Problem details →
Could you copy out only the part of the rows below that opens with the line containing "paved road | locate" and closes at the end of the rows, renaming "sidewalk" to "pavement" and leaving everything else unchanged?

Data in this exercise →
|---|

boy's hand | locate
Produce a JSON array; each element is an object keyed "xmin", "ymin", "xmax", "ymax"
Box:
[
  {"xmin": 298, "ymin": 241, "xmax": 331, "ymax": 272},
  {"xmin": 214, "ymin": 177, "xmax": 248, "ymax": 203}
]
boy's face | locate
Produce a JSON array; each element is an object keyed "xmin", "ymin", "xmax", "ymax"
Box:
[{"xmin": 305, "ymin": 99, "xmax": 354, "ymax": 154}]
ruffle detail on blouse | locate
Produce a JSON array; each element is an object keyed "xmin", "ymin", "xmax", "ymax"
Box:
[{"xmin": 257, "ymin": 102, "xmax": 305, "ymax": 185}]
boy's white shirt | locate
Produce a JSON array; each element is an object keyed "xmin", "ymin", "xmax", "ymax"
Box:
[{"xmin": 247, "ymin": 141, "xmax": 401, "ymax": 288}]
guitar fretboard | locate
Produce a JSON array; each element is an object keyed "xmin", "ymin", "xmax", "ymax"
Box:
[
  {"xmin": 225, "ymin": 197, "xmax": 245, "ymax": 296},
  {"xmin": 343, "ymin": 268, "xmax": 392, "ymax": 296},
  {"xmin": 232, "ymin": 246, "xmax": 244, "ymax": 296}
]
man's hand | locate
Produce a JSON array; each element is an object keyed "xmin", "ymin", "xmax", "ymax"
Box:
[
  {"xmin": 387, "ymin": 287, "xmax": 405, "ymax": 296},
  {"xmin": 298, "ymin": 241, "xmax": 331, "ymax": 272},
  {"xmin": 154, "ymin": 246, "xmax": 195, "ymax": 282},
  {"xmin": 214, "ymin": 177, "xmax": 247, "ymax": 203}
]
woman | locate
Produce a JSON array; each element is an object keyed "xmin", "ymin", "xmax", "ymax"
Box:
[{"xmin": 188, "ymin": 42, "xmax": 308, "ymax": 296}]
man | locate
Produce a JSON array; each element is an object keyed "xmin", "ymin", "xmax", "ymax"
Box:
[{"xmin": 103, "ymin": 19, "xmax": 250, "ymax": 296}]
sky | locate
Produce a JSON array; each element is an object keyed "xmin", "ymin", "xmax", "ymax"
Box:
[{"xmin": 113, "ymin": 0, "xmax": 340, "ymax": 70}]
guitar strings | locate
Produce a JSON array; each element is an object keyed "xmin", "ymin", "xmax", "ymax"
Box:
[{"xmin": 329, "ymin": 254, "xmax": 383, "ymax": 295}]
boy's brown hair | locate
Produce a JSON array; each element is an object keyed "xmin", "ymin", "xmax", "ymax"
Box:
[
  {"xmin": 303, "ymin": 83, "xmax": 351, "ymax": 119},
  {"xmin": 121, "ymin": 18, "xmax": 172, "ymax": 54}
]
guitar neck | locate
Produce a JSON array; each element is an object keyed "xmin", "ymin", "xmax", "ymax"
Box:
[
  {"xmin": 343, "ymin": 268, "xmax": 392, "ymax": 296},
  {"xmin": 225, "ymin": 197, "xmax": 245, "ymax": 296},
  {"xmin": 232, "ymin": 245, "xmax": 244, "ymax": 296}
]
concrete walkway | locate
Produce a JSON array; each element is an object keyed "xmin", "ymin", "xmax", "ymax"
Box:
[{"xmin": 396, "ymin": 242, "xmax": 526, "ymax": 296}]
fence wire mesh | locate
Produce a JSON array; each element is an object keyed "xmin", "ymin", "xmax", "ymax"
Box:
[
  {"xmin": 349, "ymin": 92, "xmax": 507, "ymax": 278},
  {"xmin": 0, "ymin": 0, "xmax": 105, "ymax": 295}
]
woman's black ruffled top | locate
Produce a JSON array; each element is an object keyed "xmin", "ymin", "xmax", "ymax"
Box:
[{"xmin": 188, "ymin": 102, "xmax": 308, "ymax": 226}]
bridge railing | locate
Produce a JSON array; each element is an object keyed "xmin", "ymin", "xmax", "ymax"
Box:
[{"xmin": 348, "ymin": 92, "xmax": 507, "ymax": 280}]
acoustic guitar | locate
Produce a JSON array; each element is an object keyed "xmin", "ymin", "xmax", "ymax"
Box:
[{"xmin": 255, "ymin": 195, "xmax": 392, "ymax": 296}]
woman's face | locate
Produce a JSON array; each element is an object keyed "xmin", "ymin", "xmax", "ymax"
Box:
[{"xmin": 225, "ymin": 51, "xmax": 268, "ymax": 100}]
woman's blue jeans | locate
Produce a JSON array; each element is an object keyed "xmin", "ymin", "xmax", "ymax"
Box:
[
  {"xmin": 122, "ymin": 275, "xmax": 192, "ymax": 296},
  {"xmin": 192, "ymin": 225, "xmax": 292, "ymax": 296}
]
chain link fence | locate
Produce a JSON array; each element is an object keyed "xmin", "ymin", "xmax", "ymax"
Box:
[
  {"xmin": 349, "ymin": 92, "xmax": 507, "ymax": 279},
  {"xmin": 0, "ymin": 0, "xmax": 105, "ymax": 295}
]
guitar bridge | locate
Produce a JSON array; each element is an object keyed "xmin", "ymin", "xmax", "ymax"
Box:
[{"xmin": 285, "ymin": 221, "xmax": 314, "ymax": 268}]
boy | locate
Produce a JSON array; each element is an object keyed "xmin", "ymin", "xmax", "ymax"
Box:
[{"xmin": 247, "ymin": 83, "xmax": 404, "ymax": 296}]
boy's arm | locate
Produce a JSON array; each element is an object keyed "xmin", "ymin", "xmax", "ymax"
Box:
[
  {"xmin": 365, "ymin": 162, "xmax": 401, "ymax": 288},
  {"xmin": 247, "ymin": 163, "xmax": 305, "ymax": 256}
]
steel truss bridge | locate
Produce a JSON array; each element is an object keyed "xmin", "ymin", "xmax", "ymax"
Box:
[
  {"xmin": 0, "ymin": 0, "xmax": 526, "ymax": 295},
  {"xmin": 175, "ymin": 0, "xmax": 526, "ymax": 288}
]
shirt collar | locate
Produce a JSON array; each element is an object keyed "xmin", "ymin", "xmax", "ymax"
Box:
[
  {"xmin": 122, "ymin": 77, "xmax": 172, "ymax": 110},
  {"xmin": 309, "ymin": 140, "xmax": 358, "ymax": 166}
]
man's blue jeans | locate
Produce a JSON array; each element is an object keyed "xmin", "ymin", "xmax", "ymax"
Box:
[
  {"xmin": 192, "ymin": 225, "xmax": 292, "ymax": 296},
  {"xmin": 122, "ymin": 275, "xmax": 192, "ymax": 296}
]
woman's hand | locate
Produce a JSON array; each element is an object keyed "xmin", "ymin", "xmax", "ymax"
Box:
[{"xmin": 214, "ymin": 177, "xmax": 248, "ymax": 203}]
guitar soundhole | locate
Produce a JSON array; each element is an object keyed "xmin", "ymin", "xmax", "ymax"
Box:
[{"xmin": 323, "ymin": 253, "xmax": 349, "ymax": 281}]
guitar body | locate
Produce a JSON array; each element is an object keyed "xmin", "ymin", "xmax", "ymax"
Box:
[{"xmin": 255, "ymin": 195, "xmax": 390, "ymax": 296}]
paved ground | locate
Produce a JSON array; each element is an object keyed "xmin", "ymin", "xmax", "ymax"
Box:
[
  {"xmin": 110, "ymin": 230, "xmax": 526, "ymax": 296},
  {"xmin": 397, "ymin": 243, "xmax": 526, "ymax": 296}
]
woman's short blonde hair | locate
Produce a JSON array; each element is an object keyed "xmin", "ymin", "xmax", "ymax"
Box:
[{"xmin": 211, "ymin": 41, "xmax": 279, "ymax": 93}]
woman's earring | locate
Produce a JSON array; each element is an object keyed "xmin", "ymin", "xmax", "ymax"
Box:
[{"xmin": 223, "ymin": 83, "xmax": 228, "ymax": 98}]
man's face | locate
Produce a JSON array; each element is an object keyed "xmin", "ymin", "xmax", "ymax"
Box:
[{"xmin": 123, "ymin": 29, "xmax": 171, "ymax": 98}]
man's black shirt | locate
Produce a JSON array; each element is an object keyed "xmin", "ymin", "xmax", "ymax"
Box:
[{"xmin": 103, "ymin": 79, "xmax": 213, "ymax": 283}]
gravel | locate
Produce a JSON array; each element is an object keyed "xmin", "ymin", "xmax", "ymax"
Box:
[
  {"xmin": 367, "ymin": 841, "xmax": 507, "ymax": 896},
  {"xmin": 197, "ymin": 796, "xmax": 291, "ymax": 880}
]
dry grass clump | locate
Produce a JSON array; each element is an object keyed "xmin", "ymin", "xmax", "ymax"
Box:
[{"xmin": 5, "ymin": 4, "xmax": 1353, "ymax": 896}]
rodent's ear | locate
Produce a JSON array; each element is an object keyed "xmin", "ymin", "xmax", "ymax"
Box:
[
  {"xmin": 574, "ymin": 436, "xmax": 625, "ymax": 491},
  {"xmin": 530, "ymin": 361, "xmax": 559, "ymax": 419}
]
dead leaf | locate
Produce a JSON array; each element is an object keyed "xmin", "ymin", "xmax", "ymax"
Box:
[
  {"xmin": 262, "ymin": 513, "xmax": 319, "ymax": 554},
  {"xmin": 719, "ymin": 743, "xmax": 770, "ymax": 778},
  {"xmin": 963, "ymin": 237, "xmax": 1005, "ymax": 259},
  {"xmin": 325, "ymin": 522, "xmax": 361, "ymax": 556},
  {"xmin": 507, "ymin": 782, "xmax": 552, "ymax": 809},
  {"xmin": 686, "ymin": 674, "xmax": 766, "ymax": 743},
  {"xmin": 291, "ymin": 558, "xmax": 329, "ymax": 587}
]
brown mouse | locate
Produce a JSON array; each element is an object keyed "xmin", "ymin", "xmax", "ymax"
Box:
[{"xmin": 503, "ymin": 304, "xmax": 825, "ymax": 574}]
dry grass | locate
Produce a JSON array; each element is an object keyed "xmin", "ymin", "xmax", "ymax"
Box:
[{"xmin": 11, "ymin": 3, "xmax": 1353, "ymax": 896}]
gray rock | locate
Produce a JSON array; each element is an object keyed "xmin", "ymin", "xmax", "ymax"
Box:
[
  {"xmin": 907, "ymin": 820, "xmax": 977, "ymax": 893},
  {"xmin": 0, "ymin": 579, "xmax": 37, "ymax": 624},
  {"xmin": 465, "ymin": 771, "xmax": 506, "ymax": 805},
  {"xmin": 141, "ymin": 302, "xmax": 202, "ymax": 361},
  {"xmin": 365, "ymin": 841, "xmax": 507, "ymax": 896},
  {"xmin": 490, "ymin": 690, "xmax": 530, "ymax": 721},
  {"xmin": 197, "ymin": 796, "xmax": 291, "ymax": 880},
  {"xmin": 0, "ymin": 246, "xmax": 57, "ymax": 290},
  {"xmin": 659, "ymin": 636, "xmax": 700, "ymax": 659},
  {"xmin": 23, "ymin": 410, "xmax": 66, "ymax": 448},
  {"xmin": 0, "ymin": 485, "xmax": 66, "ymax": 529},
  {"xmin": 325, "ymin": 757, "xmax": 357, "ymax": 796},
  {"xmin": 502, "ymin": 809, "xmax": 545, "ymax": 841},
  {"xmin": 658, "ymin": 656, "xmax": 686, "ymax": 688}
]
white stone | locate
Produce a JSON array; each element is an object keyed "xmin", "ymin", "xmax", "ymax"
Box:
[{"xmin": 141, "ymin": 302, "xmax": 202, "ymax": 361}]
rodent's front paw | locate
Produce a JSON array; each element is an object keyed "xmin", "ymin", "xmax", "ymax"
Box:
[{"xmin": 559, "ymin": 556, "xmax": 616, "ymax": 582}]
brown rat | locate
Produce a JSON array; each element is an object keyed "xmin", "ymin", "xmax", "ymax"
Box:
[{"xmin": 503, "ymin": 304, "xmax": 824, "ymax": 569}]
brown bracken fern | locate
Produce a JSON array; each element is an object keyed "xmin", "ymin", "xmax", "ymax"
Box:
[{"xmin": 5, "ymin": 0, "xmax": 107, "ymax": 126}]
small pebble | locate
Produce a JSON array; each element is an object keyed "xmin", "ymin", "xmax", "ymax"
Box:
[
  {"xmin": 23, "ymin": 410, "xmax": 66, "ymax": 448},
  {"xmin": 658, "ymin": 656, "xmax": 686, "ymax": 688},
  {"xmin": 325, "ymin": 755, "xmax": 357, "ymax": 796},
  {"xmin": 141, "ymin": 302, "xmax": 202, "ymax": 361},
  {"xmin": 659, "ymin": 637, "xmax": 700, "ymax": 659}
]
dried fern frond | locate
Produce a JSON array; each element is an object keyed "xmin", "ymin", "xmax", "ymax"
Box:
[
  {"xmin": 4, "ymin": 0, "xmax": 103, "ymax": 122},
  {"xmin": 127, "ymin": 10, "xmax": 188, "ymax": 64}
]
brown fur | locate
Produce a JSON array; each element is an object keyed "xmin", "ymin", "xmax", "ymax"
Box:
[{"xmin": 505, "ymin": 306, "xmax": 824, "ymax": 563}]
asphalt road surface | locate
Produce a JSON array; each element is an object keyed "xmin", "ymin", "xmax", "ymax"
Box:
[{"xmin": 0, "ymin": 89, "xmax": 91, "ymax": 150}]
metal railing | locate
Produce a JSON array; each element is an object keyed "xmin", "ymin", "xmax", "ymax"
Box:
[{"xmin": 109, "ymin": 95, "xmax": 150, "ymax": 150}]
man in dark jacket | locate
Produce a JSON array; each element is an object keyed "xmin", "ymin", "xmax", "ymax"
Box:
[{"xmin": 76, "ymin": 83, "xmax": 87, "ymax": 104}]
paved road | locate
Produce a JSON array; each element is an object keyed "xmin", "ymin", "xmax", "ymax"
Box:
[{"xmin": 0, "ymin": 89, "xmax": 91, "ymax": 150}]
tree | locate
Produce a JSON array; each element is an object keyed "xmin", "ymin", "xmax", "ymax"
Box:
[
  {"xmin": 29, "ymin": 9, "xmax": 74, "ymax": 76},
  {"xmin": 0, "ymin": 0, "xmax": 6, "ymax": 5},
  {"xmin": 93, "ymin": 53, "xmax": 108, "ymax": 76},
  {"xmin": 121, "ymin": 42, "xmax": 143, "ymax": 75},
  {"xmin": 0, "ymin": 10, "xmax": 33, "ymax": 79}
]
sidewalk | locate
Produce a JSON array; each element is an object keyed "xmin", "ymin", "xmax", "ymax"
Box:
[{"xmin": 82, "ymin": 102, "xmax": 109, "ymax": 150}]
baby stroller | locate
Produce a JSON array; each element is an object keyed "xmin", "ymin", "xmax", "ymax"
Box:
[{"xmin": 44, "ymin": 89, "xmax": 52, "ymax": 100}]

|---|

Problem solution →
paved road | locate
Produce a JSON array; each element is an object keyed "xmin", "ymin", "xmax", "ymax"
Box:
[{"xmin": 0, "ymin": 89, "xmax": 91, "ymax": 150}]
tree | locate
Produce a JSON array; each element is an object keyed "xmin", "ymin", "xmax", "ymax"
Box:
[
  {"xmin": 29, "ymin": 9, "xmax": 74, "ymax": 76},
  {"xmin": 0, "ymin": 0, "xmax": 6, "ymax": 5},
  {"xmin": 93, "ymin": 53, "xmax": 108, "ymax": 76},
  {"xmin": 121, "ymin": 42, "xmax": 143, "ymax": 75},
  {"xmin": 0, "ymin": 10, "xmax": 33, "ymax": 79}
]
pavement | locate
Produce a JSON array; each element is an object keyed "xmin", "ymin", "xmax", "ymax"
Box:
[{"xmin": 82, "ymin": 102, "xmax": 109, "ymax": 150}]
baby stroller | locate
Produce a JSON array; each element is an object keyed "xmin", "ymin", "xmax", "ymax"
Box:
[{"xmin": 44, "ymin": 89, "xmax": 52, "ymax": 100}]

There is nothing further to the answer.